▸ **Given exercise**
Rewrite the rows below, changing every "bounding boxes" to "box coordinates" and keeping everything else as it is. Leave out the pictures.

▸ **Data**

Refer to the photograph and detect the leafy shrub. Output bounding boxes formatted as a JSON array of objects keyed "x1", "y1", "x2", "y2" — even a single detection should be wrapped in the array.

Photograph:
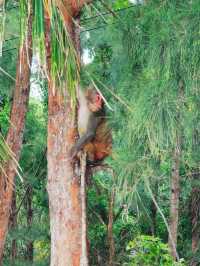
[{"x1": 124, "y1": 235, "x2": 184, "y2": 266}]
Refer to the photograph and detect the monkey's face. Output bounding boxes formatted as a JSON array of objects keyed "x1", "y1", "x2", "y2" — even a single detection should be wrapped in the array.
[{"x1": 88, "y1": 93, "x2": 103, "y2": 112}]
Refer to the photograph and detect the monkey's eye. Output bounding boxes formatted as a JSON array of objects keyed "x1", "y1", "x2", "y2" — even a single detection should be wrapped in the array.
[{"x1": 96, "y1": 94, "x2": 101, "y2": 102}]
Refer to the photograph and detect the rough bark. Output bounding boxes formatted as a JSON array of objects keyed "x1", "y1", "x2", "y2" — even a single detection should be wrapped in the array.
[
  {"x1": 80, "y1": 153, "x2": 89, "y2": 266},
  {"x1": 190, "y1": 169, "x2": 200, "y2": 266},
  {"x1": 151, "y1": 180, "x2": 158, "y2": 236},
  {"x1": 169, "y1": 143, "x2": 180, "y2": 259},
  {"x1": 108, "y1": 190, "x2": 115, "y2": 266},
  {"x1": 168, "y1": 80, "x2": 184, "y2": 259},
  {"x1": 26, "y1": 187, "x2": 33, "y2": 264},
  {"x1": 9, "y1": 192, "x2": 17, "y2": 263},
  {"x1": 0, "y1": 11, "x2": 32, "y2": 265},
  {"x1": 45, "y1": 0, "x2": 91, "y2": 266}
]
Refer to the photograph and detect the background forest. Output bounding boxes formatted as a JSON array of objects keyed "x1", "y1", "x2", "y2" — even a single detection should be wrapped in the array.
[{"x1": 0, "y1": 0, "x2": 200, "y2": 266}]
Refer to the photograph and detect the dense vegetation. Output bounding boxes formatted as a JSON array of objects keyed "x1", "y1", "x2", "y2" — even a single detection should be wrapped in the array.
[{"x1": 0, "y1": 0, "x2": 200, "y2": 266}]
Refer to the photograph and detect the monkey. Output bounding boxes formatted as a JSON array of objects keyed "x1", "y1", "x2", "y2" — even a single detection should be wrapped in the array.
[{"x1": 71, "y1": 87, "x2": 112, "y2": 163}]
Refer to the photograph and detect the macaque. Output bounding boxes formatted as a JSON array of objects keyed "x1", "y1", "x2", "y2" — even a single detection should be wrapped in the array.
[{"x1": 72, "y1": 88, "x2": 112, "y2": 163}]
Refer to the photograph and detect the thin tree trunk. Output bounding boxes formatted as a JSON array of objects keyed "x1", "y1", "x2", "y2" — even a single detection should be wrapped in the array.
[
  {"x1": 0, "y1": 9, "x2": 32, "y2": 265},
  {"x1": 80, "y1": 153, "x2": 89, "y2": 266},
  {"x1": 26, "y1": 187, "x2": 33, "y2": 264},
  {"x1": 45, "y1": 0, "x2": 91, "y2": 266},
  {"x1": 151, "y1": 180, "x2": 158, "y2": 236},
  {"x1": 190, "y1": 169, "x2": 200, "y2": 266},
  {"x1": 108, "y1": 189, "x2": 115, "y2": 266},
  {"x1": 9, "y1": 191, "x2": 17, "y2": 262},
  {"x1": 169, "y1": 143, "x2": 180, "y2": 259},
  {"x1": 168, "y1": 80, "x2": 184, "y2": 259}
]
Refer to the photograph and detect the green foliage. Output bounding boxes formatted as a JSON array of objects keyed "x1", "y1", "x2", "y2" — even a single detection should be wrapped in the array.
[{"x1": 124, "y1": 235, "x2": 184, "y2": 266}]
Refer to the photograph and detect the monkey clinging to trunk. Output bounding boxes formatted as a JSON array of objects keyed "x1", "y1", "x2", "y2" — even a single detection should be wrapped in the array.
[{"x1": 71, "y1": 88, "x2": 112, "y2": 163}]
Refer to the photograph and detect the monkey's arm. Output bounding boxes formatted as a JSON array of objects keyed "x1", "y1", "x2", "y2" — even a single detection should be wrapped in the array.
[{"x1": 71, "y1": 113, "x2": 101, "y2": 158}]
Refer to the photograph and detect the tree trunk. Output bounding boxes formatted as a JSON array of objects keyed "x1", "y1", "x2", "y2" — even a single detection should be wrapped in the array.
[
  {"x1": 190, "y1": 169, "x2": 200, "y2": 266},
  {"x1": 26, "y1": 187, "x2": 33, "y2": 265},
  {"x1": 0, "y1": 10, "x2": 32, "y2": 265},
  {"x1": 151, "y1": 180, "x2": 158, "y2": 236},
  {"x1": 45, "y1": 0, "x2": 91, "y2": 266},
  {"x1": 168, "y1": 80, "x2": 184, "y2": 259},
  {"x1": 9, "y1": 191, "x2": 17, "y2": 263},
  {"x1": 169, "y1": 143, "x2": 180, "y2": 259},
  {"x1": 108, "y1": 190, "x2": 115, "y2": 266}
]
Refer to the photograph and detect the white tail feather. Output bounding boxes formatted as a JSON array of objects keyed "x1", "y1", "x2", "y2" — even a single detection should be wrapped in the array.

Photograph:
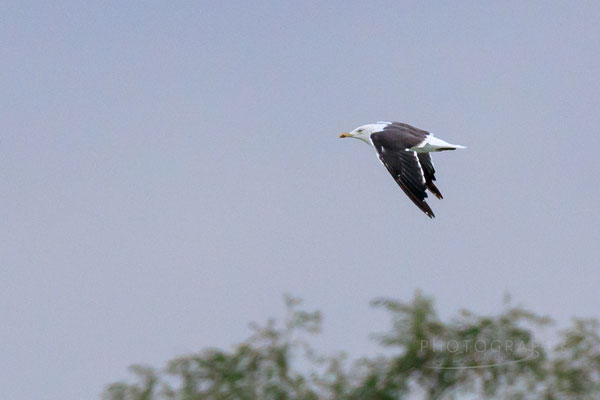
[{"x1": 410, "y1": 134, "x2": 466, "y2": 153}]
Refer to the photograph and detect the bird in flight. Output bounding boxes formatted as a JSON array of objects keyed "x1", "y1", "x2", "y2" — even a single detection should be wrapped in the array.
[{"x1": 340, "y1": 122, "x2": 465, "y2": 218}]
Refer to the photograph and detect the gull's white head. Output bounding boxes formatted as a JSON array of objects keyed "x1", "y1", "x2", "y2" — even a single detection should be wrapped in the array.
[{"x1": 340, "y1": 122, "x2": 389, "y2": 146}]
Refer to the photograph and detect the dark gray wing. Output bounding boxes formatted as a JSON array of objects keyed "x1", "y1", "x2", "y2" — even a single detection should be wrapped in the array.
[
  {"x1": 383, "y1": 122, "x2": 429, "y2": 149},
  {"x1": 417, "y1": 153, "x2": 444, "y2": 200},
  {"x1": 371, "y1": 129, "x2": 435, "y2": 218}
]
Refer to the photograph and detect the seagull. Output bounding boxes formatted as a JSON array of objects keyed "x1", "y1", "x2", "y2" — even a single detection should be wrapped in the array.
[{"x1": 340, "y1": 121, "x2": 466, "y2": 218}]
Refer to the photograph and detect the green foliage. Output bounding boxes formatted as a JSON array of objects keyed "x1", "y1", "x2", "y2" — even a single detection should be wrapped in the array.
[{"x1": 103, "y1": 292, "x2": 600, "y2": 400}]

▸ **Final result**
Refer to the photograph and detect the leafy shrub. Output box coordinates formatted as a JSON array of objects keyed "x1", "y1", "x2", "y2" — even a single detection should be wrapped in the array.

Photograph:
[{"x1": 124, "y1": 235, "x2": 184, "y2": 266}]
Refer to the photograph and detect the monkey's face. Output box coordinates formatted as a JSON array of objects keyed "x1", "y1", "x2", "y2" — even a single detection should be wrapped in the array.
[{"x1": 88, "y1": 93, "x2": 103, "y2": 112}]
Refer to the photograph and detect the monkey's eye. Output box coordinates formatted as a JSON array of objects keyed "x1", "y1", "x2", "y2" — even a single detection should be wrapped in the array.
[{"x1": 96, "y1": 94, "x2": 101, "y2": 102}]
Refer to the photograph and detect the rough bark. Output box coordinates formatted as a JSON array of objects keyed "x1", "y1", "x2", "y2" — even a single detection should be wrapped in the array.
[
  {"x1": 80, "y1": 153, "x2": 89, "y2": 266},
  {"x1": 190, "y1": 169, "x2": 200, "y2": 266},
  {"x1": 151, "y1": 180, "x2": 158, "y2": 236},
  {"x1": 169, "y1": 143, "x2": 180, "y2": 259},
  {"x1": 108, "y1": 190, "x2": 115, "y2": 266},
  {"x1": 168, "y1": 80, "x2": 184, "y2": 259},
  {"x1": 26, "y1": 187, "x2": 33, "y2": 264},
  {"x1": 9, "y1": 192, "x2": 17, "y2": 263},
  {"x1": 0, "y1": 11, "x2": 32, "y2": 265},
  {"x1": 45, "y1": 0, "x2": 91, "y2": 266}
]
Refer to the photograph and detect the background forest. Output box coordinates formatted as a JSON array of objects keyed "x1", "y1", "x2", "y2" — even a single detection should be wrapped in the array.
[{"x1": 0, "y1": 0, "x2": 200, "y2": 266}]
Refer to the photograph and detect the dense vegetation. Output box coordinates formatted as a JSON array of objects keyed "x1", "y1", "x2", "y2" — even a single detection should be wrapped in the array.
[{"x1": 0, "y1": 0, "x2": 200, "y2": 266}]
Refer to the photograph and detect the monkey. Output box coordinates formatted as a JSON array of objects keyed "x1", "y1", "x2", "y2" — even a single detection should be wrapped in the array.
[{"x1": 71, "y1": 87, "x2": 112, "y2": 163}]
Refer to the photograph and detect the macaque. Output box coordinates formatted as a JSON array of objects keyed "x1", "y1", "x2", "y2" — even a single detection should be wrapped in the array.
[{"x1": 72, "y1": 88, "x2": 112, "y2": 163}]
Refer to the photograph and detect the thin tree trunk. Output box coordinates formatted as a JSON array of objects keyed "x1", "y1", "x2", "y2" — even a single detection should be wrapped in the array.
[
  {"x1": 0, "y1": 9, "x2": 32, "y2": 265},
  {"x1": 80, "y1": 153, "x2": 89, "y2": 266},
  {"x1": 26, "y1": 187, "x2": 33, "y2": 264},
  {"x1": 45, "y1": 0, "x2": 91, "y2": 266},
  {"x1": 151, "y1": 180, "x2": 158, "y2": 236},
  {"x1": 190, "y1": 169, "x2": 200, "y2": 266},
  {"x1": 108, "y1": 189, "x2": 115, "y2": 266},
  {"x1": 9, "y1": 191, "x2": 17, "y2": 262},
  {"x1": 169, "y1": 143, "x2": 180, "y2": 259},
  {"x1": 168, "y1": 80, "x2": 184, "y2": 259}
]
Refer to the photograph and detect the green foliage. Output box coordinates formatted as a JSON array of objects keyed "x1", "y1", "x2", "y2" — even a single detection should be wrapped in the array.
[{"x1": 124, "y1": 235, "x2": 184, "y2": 266}]
Refer to the photograph and detect the monkey clinging to trunk. Output box coordinates formatted as a JSON array of objects keyed "x1", "y1", "x2", "y2" — even a single detection should be wrapped in the array.
[{"x1": 71, "y1": 88, "x2": 112, "y2": 163}]
Refer to the photograph and detect the monkey's arm. Output box coordinates formatted as a JSON array of objects keyed "x1", "y1", "x2", "y2" — even a single detection should be wrapped in the array.
[{"x1": 71, "y1": 113, "x2": 101, "y2": 158}]
Refer to the photograph and detect the tree trunk. Output box coordinates formatted as a JSON array of objects keyed "x1", "y1", "x2", "y2" — even a single detection should be wrapped in the array.
[
  {"x1": 190, "y1": 169, "x2": 200, "y2": 266},
  {"x1": 26, "y1": 187, "x2": 33, "y2": 265},
  {"x1": 0, "y1": 10, "x2": 32, "y2": 265},
  {"x1": 151, "y1": 180, "x2": 158, "y2": 236},
  {"x1": 45, "y1": 0, "x2": 91, "y2": 266},
  {"x1": 168, "y1": 80, "x2": 184, "y2": 259},
  {"x1": 9, "y1": 191, "x2": 17, "y2": 263},
  {"x1": 169, "y1": 143, "x2": 180, "y2": 259},
  {"x1": 108, "y1": 190, "x2": 115, "y2": 266}
]
Refer to the photograph and detect the white tail feather. Output box coordinates formatted as a JSON array of objects keyed "x1", "y1", "x2", "y2" — even a single detection should be wrapped in the array.

Photograph:
[{"x1": 410, "y1": 134, "x2": 466, "y2": 153}]
Refer to the photograph and detect the bird in flight. Output box coordinates formatted as a JSON array of objects keyed "x1", "y1", "x2", "y2" — even a single detection should be wrapped in the array.
[{"x1": 340, "y1": 122, "x2": 465, "y2": 218}]
Refer to the photograph and detect the gull's white head. Output box coordinates formatted as a JSON array of objects keyed "x1", "y1", "x2", "y2" — even a single detection should be wrapped in the array.
[{"x1": 340, "y1": 122, "x2": 389, "y2": 146}]
Refer to the photograph and detect the dark gray wing. Output box coordinates formatted as a JSON array of objects keyed "x1", "y1", "x2", "y2" — even a single detection should be wrapped in the array.
[
  {"x1": 383, "y1": 122, "x2": 429, "y2": 149},
  {"x1": 417, "y1": 153, "x2": 444, "y2": 200},
  {"x1": 371, "y1": 129, "x2": 435, "y2": 218}
]
Refer to the photograph and detect the seagull. Output box coordinates formatted as a JSON array of objects keyed "x1", "y1", "x2", "y2" — even a single detection should be wrapped in the array.
[{"x1": 340, "y1": 121, "x2": 466, "y2": 218}]
Refer to the photograph and detect the green foliage. Output box coordinates formatted as a JSON array of objects keyed "x1", "y1", "x2", "y2" — even a single detection should be wrapped in the array.
[{"x1": 103, "y1": 292, "x2": 600, "y2": 400}]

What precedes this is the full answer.